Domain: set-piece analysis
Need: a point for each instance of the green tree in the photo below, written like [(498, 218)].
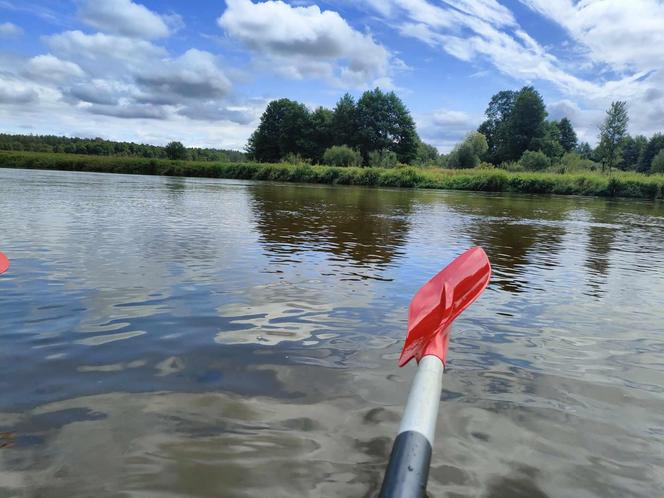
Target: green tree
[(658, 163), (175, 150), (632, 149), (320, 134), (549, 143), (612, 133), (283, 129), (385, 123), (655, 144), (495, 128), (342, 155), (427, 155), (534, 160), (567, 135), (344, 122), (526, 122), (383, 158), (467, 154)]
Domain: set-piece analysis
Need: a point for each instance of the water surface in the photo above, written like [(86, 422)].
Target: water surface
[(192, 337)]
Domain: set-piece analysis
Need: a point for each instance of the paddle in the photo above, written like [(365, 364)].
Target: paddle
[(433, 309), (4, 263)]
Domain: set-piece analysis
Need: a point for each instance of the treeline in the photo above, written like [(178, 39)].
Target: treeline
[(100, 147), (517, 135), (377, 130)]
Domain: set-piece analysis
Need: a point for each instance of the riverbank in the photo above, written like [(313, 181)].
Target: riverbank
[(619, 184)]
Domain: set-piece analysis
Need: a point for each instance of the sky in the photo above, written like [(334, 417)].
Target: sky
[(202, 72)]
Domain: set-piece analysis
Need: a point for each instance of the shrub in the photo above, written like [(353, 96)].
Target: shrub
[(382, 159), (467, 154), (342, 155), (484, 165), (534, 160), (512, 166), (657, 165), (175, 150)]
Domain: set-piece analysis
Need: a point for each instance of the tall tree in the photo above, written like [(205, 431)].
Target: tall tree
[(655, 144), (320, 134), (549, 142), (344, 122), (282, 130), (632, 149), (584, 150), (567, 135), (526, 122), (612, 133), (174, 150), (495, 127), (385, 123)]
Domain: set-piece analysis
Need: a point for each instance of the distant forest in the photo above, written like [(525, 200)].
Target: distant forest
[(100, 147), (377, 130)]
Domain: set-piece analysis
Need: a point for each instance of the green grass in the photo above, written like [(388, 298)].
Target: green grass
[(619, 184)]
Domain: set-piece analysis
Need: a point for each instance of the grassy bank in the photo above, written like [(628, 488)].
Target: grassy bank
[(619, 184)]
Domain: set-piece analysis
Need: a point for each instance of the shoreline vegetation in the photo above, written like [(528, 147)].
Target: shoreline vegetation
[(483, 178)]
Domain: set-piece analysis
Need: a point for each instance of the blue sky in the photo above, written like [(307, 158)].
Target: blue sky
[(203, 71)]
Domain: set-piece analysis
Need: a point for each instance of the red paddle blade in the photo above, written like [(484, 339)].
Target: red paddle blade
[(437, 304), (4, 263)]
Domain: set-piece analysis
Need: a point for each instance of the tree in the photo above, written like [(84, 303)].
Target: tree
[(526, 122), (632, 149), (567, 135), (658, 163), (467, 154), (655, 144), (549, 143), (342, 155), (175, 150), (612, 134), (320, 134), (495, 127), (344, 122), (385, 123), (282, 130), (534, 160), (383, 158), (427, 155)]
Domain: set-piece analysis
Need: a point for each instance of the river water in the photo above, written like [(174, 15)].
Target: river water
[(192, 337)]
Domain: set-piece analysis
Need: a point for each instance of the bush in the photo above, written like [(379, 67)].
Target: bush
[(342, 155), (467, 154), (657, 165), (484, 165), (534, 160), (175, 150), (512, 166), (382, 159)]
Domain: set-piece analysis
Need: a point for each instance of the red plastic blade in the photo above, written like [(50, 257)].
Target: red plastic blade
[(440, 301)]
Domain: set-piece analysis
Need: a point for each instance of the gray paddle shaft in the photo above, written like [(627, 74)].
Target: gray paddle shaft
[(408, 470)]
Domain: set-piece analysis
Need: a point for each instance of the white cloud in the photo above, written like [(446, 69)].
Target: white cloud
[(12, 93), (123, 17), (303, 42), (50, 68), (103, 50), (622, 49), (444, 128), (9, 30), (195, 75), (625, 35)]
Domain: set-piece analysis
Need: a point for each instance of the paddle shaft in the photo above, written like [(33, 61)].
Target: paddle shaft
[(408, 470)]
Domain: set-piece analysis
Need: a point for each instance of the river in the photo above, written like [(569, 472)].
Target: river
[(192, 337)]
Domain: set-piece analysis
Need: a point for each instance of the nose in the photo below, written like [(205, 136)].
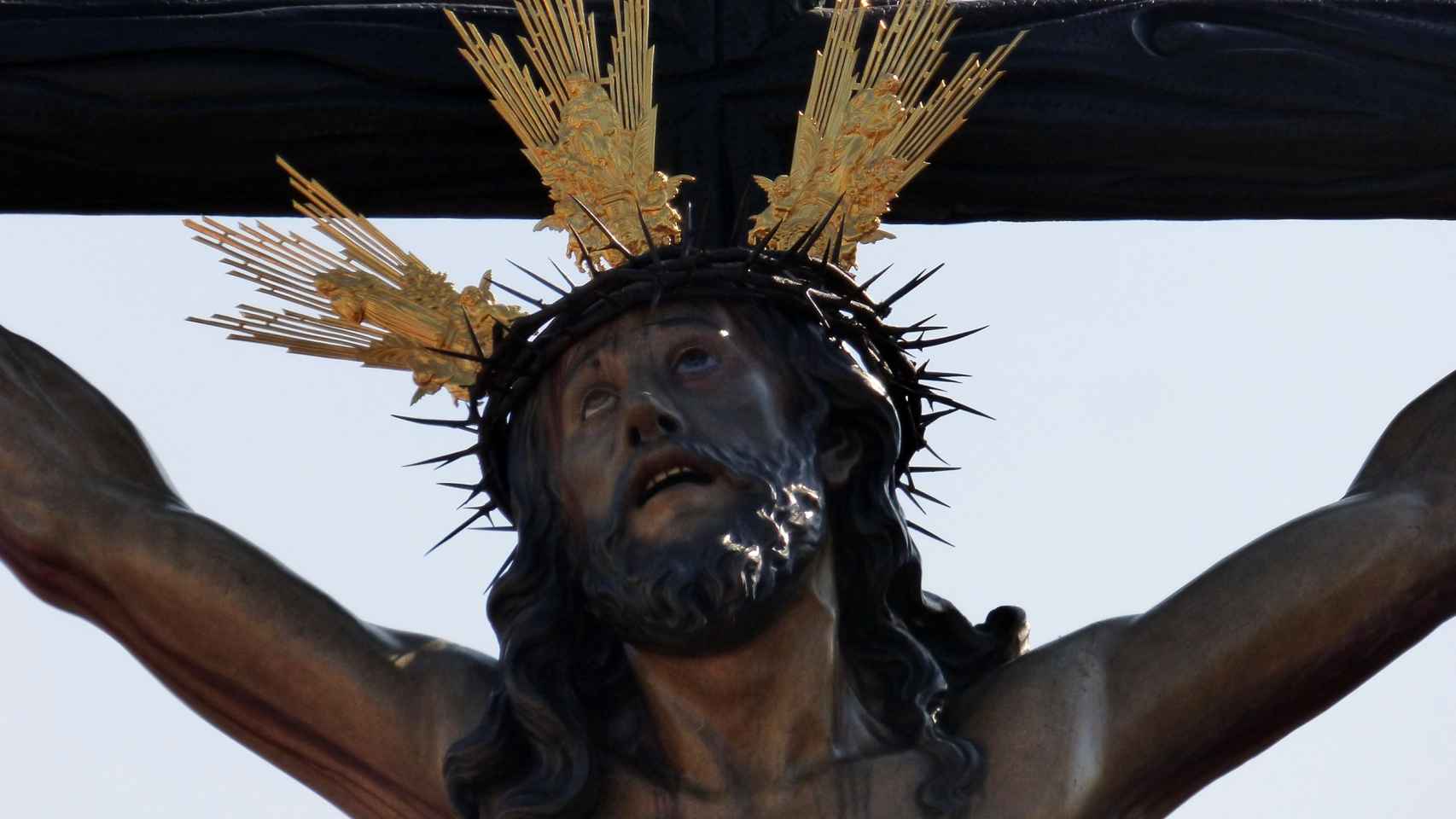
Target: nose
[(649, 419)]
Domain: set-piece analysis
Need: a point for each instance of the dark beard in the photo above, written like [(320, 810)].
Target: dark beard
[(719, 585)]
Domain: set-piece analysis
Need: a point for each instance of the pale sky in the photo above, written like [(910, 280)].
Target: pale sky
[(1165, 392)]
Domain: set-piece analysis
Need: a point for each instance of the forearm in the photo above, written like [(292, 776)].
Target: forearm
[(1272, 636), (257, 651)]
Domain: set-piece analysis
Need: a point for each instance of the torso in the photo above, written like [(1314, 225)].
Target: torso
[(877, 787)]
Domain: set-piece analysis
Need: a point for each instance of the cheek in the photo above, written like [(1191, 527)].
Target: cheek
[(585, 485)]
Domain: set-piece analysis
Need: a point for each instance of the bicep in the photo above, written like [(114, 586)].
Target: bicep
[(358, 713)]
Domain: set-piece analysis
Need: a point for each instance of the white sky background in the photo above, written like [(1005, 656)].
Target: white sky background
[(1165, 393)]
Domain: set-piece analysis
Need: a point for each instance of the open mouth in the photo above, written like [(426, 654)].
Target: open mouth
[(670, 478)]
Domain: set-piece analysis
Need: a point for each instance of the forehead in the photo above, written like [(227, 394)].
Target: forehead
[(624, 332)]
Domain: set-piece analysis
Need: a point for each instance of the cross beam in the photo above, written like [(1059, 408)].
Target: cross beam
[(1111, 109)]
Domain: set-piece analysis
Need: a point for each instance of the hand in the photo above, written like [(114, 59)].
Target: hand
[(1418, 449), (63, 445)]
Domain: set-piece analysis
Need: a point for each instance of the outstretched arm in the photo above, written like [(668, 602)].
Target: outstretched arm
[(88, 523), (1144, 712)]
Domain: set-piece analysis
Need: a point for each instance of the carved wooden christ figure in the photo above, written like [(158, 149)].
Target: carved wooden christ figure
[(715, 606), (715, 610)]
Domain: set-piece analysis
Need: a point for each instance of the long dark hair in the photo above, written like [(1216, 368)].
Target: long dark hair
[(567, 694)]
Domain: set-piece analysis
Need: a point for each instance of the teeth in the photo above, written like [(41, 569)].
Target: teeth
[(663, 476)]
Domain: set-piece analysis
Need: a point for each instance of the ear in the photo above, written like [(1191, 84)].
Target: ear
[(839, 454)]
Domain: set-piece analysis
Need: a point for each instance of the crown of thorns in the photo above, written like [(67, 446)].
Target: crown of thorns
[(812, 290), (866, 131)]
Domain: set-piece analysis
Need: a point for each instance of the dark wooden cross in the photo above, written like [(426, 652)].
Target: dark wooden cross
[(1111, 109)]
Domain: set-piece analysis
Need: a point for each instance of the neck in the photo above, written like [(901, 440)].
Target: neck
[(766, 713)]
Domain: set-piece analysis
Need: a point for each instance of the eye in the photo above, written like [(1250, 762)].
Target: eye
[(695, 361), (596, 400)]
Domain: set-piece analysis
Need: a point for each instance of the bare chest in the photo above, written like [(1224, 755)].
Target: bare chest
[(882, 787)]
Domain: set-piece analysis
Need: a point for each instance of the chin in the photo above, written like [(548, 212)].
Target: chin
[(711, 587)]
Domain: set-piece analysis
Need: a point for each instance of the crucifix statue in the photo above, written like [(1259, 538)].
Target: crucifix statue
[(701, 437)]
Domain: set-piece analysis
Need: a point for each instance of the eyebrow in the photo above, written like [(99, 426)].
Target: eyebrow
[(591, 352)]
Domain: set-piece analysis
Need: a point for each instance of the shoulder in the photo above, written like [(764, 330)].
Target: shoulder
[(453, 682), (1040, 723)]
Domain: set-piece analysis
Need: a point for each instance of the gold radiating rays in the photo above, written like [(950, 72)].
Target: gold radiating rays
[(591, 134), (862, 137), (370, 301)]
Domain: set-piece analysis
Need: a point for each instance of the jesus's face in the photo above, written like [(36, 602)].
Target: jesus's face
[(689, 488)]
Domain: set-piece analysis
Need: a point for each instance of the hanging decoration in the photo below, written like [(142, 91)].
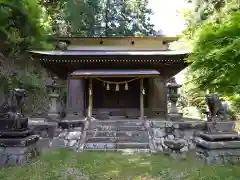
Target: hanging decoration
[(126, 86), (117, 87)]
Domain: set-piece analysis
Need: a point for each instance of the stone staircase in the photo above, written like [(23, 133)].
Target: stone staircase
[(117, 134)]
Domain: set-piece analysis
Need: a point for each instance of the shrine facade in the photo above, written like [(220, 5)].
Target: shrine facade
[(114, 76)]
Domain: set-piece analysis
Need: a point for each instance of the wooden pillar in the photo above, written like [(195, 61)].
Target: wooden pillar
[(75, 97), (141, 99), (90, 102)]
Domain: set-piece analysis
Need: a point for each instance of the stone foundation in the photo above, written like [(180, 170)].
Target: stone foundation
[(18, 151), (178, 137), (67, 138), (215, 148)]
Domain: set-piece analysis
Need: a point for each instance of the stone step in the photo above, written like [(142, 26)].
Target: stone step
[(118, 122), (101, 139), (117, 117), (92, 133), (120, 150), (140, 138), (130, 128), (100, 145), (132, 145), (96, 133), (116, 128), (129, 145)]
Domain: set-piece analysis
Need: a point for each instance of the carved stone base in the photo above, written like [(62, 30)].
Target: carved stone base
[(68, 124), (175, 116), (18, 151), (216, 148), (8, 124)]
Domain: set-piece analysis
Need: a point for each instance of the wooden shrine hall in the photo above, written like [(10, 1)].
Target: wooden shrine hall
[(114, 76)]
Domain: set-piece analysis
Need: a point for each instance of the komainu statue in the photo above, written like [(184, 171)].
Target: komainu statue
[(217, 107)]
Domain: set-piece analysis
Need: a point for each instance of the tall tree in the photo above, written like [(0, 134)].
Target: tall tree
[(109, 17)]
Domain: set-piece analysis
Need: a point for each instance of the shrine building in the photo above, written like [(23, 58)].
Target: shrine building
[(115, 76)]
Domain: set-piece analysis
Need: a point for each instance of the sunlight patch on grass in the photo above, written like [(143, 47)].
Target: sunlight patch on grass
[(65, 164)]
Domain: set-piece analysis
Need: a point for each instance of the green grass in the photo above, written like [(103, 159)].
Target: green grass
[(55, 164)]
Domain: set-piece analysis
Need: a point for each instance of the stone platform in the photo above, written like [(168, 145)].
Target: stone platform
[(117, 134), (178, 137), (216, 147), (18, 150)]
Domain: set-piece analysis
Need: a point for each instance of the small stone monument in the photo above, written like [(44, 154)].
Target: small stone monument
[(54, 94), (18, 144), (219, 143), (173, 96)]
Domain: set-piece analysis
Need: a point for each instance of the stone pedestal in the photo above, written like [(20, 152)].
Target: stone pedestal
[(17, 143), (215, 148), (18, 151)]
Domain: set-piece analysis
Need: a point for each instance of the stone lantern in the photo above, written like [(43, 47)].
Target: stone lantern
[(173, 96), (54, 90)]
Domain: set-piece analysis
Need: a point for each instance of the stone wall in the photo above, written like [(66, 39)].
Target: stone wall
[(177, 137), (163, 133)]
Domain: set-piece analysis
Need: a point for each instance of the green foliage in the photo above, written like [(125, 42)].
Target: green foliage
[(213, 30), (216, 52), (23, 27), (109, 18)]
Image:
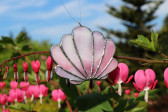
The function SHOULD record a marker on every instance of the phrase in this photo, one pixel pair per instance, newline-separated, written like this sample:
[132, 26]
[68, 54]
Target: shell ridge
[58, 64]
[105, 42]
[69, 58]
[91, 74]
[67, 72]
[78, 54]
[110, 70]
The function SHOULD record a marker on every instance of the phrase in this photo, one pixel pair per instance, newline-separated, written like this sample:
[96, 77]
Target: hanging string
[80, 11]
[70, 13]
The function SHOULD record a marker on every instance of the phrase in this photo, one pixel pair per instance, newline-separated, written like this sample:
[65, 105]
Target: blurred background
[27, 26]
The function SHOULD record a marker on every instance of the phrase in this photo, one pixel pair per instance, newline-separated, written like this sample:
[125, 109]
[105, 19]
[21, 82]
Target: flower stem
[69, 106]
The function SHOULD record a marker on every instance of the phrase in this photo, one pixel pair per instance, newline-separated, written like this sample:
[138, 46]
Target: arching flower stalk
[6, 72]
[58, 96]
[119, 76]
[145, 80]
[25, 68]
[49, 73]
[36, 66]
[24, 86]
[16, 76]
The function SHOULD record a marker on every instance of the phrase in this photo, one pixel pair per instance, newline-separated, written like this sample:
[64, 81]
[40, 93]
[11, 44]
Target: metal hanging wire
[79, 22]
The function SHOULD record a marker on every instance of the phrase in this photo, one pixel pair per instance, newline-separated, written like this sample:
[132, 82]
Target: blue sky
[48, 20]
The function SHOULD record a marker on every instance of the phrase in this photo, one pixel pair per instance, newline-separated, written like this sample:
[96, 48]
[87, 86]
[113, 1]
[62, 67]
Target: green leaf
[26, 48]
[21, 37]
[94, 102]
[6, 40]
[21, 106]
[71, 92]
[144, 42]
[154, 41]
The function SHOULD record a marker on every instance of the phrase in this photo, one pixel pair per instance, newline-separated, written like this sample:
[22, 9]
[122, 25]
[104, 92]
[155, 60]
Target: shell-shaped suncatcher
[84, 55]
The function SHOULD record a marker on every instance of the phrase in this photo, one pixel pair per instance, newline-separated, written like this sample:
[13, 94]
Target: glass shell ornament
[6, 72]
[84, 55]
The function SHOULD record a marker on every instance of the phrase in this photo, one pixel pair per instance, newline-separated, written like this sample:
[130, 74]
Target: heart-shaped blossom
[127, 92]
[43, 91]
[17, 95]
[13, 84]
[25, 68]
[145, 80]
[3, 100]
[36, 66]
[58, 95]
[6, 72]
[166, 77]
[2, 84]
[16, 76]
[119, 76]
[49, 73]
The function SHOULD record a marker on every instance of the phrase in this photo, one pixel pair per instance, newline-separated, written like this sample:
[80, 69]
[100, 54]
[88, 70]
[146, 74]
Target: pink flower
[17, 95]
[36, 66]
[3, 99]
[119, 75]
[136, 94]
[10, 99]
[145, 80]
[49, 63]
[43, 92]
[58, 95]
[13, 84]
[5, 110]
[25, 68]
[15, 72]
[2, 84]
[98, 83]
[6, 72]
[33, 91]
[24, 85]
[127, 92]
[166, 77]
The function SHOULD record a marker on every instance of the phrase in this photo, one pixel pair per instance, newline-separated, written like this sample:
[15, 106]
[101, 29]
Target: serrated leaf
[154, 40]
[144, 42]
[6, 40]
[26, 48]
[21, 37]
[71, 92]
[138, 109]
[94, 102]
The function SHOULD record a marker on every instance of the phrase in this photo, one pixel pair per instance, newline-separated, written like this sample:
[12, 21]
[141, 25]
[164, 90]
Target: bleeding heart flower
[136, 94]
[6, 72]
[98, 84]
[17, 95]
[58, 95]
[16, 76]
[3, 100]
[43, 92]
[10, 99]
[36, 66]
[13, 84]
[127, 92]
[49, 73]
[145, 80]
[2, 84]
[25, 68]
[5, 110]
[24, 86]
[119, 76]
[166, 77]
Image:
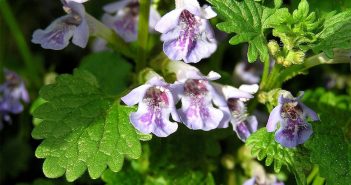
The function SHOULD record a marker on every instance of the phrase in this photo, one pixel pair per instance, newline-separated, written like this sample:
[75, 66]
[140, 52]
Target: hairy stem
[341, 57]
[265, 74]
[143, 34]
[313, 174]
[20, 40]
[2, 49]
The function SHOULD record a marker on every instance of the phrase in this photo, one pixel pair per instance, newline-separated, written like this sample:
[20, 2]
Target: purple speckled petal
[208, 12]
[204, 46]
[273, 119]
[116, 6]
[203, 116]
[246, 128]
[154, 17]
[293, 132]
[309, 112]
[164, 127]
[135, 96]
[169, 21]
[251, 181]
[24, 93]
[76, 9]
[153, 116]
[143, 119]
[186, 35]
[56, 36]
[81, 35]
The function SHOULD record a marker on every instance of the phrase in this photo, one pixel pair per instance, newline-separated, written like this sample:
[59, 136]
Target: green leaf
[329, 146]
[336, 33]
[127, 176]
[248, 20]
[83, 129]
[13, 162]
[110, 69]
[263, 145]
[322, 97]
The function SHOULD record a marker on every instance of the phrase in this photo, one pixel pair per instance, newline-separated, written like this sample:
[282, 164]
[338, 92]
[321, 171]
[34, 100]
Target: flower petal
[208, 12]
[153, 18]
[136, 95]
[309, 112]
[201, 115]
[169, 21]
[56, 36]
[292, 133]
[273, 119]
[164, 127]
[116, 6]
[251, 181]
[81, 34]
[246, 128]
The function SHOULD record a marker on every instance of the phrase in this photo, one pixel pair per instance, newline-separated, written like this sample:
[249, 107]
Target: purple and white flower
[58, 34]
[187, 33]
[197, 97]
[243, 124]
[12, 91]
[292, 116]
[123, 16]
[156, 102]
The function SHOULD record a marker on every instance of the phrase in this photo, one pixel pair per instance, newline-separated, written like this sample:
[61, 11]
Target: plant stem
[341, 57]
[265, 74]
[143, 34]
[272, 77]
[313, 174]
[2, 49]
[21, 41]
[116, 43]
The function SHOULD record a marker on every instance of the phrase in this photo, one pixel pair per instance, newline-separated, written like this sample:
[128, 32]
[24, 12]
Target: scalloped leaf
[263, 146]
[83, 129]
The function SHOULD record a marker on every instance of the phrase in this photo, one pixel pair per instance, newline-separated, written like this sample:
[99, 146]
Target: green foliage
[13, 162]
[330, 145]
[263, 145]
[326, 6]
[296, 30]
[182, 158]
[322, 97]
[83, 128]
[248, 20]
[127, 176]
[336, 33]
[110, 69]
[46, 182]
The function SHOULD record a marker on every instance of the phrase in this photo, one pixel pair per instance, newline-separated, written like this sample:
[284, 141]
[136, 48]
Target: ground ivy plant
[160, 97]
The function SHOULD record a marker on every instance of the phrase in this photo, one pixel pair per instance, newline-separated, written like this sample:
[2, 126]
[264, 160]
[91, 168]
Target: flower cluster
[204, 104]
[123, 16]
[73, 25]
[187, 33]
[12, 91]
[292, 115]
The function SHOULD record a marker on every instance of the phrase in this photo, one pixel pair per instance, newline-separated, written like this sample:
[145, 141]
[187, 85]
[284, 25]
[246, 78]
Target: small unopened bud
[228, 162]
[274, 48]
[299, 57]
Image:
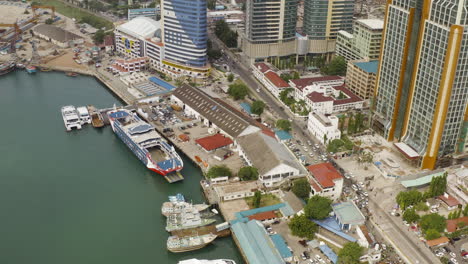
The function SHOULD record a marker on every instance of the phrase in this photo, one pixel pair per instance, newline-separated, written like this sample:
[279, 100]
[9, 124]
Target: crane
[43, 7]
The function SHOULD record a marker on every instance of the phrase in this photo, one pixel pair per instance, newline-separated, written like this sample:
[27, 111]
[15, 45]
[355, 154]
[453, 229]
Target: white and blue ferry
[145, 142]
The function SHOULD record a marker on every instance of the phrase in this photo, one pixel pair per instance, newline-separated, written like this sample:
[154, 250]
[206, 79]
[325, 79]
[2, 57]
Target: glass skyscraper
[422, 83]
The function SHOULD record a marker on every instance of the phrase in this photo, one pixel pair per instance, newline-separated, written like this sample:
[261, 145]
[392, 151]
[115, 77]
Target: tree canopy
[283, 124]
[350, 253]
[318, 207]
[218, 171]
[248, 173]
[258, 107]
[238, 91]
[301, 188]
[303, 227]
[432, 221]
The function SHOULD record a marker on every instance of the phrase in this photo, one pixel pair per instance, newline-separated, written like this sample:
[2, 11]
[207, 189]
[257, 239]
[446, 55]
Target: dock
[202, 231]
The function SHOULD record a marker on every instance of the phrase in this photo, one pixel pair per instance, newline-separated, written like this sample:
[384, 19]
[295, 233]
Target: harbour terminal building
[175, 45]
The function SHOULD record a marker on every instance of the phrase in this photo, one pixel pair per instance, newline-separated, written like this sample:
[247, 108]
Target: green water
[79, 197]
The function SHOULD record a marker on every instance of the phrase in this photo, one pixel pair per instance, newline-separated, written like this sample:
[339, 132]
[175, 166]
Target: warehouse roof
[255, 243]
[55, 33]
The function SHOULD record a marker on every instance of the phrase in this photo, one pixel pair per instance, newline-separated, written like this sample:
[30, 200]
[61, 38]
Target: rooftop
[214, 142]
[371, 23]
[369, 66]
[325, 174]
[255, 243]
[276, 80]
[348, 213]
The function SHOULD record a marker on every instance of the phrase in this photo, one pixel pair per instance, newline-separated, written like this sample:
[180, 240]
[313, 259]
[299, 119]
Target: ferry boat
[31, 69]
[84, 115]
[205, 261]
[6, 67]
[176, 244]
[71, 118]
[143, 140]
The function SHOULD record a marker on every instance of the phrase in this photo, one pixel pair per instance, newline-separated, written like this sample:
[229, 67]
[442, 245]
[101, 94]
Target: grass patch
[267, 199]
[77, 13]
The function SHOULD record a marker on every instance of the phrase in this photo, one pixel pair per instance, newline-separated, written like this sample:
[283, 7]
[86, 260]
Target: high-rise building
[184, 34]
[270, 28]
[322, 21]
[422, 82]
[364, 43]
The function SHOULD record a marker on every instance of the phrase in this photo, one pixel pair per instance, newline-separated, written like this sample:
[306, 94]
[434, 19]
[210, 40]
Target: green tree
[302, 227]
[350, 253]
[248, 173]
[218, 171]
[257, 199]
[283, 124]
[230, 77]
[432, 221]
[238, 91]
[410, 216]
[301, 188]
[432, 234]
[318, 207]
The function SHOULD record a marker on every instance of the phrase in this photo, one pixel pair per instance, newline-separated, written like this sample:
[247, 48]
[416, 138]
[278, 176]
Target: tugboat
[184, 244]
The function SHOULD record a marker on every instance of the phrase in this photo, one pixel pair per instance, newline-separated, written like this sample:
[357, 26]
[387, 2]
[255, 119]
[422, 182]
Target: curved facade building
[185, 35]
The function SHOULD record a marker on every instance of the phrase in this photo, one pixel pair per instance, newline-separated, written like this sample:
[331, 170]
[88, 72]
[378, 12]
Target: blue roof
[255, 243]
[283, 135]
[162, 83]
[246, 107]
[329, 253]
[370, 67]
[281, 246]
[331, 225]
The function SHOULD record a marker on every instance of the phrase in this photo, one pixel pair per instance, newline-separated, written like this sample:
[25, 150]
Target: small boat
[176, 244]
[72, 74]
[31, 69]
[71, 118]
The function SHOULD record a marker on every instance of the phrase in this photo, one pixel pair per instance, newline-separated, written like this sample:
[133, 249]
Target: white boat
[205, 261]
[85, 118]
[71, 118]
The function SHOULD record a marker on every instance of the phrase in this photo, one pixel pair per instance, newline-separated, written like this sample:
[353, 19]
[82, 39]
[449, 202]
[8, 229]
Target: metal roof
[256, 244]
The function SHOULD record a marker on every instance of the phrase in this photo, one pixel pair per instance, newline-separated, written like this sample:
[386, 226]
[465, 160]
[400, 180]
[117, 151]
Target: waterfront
------------------------------------------------------------------------
**Requirements**
Please reproduce the listing from its first line up to and including the line with "[(433, 309), (4, 263)]", substituting "Object" for "Target" and leaving everything else unchanged. Omit the pictures from your answer.

**Solution for this task**
Domain: set-piece analysis
Need: a point for each instance of the green tree in the photo below, written like [(498, 218)].
Object: green tree
[(658, 163), (175, 150), (632, 149), (320, 134), (549, 143), (612, 133), (283, 129), (385, 123), (655, 144), (495, 128), (342, 155), (427, 155), (534, 160), (567, 135), (344, 122), (526, 122), (383, 158), (467, 154)]
Domain: set-piece analysis
Need: a point for each instance of the water surface in the photo above, written like [(86, 422)].
Object: water surface
[(192, 337)]
Domain: set-piece analysis
Need: a point for each instance of the paddle in the photo above, written like [(365, 364)].
Object: paddle
[(433, 309), (4, 263)]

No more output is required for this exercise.